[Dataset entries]
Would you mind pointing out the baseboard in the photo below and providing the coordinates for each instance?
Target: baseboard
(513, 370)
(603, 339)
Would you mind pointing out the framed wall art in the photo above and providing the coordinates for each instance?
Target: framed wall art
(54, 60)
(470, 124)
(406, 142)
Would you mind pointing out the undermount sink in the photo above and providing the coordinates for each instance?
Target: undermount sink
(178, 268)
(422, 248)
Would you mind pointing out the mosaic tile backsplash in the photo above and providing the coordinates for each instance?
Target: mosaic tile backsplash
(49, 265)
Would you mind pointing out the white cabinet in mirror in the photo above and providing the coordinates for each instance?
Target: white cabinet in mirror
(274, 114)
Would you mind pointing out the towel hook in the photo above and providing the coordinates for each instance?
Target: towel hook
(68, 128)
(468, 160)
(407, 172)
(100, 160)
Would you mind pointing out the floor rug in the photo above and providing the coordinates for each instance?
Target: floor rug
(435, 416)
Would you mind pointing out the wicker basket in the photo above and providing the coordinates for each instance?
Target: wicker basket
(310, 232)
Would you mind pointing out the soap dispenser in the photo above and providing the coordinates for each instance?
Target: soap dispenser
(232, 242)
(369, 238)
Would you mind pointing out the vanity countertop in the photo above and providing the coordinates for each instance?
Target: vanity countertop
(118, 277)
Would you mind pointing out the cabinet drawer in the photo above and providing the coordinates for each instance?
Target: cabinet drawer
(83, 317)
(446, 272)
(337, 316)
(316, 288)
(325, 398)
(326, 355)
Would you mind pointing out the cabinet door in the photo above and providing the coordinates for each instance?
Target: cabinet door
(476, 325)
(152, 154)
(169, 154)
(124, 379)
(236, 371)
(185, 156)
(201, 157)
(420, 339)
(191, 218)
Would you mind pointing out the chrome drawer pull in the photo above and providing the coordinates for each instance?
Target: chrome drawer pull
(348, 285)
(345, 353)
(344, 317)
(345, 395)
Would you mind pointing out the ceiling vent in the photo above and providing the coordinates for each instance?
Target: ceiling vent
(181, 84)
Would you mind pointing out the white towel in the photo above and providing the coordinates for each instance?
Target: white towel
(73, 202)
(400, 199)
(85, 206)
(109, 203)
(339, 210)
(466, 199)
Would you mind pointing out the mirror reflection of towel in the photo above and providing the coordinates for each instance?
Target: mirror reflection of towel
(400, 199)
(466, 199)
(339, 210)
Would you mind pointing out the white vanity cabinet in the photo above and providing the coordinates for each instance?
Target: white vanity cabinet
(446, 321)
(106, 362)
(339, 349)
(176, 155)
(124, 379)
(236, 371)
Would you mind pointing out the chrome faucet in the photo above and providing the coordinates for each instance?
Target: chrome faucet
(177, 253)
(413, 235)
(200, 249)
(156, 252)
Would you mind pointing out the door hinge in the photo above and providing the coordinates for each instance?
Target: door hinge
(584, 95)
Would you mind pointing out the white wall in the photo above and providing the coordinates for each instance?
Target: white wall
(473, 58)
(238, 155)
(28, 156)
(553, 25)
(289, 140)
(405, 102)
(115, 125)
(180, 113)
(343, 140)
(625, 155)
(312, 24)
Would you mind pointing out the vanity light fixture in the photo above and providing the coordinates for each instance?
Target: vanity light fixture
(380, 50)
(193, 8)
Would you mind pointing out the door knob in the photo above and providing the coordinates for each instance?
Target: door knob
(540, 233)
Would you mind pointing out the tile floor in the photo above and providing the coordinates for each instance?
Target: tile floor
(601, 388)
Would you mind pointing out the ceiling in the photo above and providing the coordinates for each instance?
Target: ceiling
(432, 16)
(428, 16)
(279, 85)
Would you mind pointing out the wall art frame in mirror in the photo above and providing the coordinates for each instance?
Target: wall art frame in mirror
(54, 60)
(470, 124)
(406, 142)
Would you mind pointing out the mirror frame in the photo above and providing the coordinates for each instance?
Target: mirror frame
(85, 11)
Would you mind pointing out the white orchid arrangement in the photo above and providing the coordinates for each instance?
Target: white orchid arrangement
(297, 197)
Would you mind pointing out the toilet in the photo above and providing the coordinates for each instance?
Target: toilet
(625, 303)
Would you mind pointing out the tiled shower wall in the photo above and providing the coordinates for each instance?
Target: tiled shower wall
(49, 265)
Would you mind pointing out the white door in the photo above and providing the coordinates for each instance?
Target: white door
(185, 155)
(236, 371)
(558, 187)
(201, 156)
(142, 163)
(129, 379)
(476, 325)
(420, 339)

**Assignment:**
Could you transcribe the records in full, exactly?

**Response:**
Would you mind pointing out the baseboard in the photo below and providing the coordinates for each instance?
Target: baseboard
(513, 370)
(603, 339)
Would you mind pointing out the framed wall art in the photo above and providing the coordinates for each instance?
Target: framed wall art
(54, 60)
(470, 124)
(406, 142)
Would you mind pointing out the undermount sink in the photo above and providing the coordinates for each instance?
Target: undermount sink
(178, 268)
(422, 248)
Would you mind pointing out the mosaic tile backsplash in the photo above and providing the coordinates for each instance?
Target: mosaic tile backsplash
(49, 265)
Would you mind pointing out the white cabinet in mirror in the photo above and providing the coordinates for each instance?
Target: white cabinet in mirror
(274, 114)
Would you mind pointing out the towel hook in the photo above and providing the coordinates for each instance?
Target: towel hook
(68, 128)
(468, 160)
(407, 172)
(100, 160)
Would you mind pointing out the floor rug in the photo above and providing the coordinates for each instance?
Target: floor rug
(435, 416)
Would you mind pointing out the wicker basket in the photo above and providing the coordinates for each instance?
Target: wicker basket
(310, 232)
Would you mind pointing out the soap dispenser in the photo above and providing the coordinates for each instance?
Target: soap dispenser
(232, 242)
(369, 238)
Would you mind pointing out the vanity countertop in the photo above and providing the coordinates for each instance?
Target: vanity countertop
(118, 277)
Would you mind pointing out the cabinet drawer in the photo above and providing the coordinates for each instance?
Target: cabinet drawer
(83, 317)
(446, 272)
(337, 316)
(316, 288)
(325, 398)
(326, 355)
Would you mind pointing out the cabinet door in the photo above and providing the coordinates for each instance?
Target: cabinet door
(476, 325)
(152, 154)
(169, 154)
(124, 379)
(236, 371)
(185, 156)
(201, 157)
(420, 339)
(191, 218)
Would you mind pointing out the chrome drawer pull in the photo above and providing the coordinates for each instance?
Target: chrome drawer pull
(348, 285)
(345, 353)
(344, 317)
(345, 395)
Would you mind pointing out the ceiling vent in the photo above and providing the coordinates for each instance?
Target: ceiling vent
(181, 84)
Would you mind pointing out the white towel in the photo above and providing the coordinates for each instance?
Target: white towel
(73, 202)
(400, 199)
(85, 206)
(109, 203)
(339, 210)
(466, 199)
Would you mind pointing out the mirror reflection of towel in the photo above and providing the coordinates for each instance?
Target: mirror reflection of towel
(400, 199)
(466, 199)
(339, 210)
Would you mind pointing out the white vanity cabinet in the photo above and providing the coordinates for each instance?
Target: white vanity cabinet
(446, 321)
(106, 362)
(339, 349)
(176, 155)
(124, 379)
(236, 371)
Would you mind pointing out the chrome faucet in the photo above and providing the coordinates for each instance?
Target: chrome faucet
(177, 253)
(413, 235)
(200, 249)
(156, 252)
Would you mind pointing out the door hinge in the photo above and providing the coordinates for each instance?
Target: door hinge
(584, 95)
Would you mind pointing out the white wall in the photo above and providing the coordinates for each instance?
Target: white wall
(473, 58)
(238, 155)
(28, 156)
(553, 25)
(289, 140)
(405, 102)
(115, 125)
(180, 113)
(343, 140)
(625, 155)
(312, 24)
Would you mind pointing out the vanity light fixture in the photo above and providing the coordinates for each instance?
Target: vanity light fixture
(380, 50)
(193, 8)
Would you mind pointing out the door knob in the photo above and providing the coordinates for each instance?
Target: door knob
(540, 233)
Would you mind pointing out the tile floor in the photo above and providing the coordinates for each instance?
Target: tile floor
(601, 388)
Would you mind pointing out the ceiling in the photo above and providing the coordinates for each instance?
Target: ceiling
(432, 16)
(428, 16)
(279, 85)
Would you mind pointing out the wall art frame in mirror in the photo above and providing the coordinates for each instance?
Target: wall art frame in mirror
(54, 60)
(470, 124)
(406, 142)
Would you mind pointing out the mirror frame in the photo above and providing the coordinates for each instance?
Target: mirror frame
(85, 11)
Would you mind pointing out the white orchid arrangement in the photo above and providing the coordinates for each instance?
Target: white orchid arrangement
(297, 197)
Would you mind pointing out the toilet in the photo above and providing the coordinates for each instance?
Target: toilet
(625, 303)
Would you mind pointing out the tiled shower wall in the photo above and providing the coordinates for each instance?
Target: tiled shower wall
(49, 265)
Would you mind pointing out the white door in the photo above and providing the coordinates for each instance?
Target: white door
(185, 155)
(236, 371)
(558, 187)
(201, 156)
(142, 163)
(129, 379)
(476, 325)
(420, 339)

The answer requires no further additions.